§ **WHAT IS BEING ASKED**
Extract each line of the following listing that contains the string "below", matching case exactly.

(Some records)

____

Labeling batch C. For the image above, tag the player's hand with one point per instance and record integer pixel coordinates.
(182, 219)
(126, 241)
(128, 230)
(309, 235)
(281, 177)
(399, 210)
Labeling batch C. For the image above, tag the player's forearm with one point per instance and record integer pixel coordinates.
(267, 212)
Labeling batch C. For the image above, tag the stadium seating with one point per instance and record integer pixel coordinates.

____

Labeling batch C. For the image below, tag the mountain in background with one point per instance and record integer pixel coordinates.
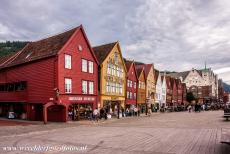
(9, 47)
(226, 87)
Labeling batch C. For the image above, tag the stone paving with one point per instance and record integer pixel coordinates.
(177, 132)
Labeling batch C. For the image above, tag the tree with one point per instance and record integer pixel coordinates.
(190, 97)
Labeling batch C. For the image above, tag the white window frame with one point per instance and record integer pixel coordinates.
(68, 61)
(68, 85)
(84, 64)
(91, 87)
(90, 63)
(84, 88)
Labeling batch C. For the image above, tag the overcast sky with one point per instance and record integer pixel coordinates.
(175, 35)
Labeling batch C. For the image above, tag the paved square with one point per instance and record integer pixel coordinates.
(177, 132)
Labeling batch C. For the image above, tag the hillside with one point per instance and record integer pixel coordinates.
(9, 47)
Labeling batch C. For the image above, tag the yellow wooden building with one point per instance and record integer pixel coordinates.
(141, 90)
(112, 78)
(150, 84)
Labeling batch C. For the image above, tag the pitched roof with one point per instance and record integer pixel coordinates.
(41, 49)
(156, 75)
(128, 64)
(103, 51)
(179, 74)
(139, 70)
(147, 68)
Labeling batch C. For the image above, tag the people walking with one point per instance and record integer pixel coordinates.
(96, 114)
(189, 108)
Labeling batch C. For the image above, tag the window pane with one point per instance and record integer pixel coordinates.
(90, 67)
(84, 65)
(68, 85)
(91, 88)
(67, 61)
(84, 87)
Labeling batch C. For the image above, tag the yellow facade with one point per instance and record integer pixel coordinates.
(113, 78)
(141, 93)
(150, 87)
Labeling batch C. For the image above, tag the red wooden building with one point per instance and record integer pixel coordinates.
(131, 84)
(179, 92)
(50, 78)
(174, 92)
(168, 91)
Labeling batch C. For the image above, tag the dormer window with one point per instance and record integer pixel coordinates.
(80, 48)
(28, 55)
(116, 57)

____

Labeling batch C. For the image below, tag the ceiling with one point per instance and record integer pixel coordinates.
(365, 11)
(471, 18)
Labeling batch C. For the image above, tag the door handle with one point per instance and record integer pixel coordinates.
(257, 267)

____

§ **EXERCISE RESULT**
Labeling batch C. For the image below, tag the mountain in background with one point per instance and record integer pixel coordinates.
Labeling batch C. For the image below, tag the ceiling with one point per instance and record integer pixel coordinates.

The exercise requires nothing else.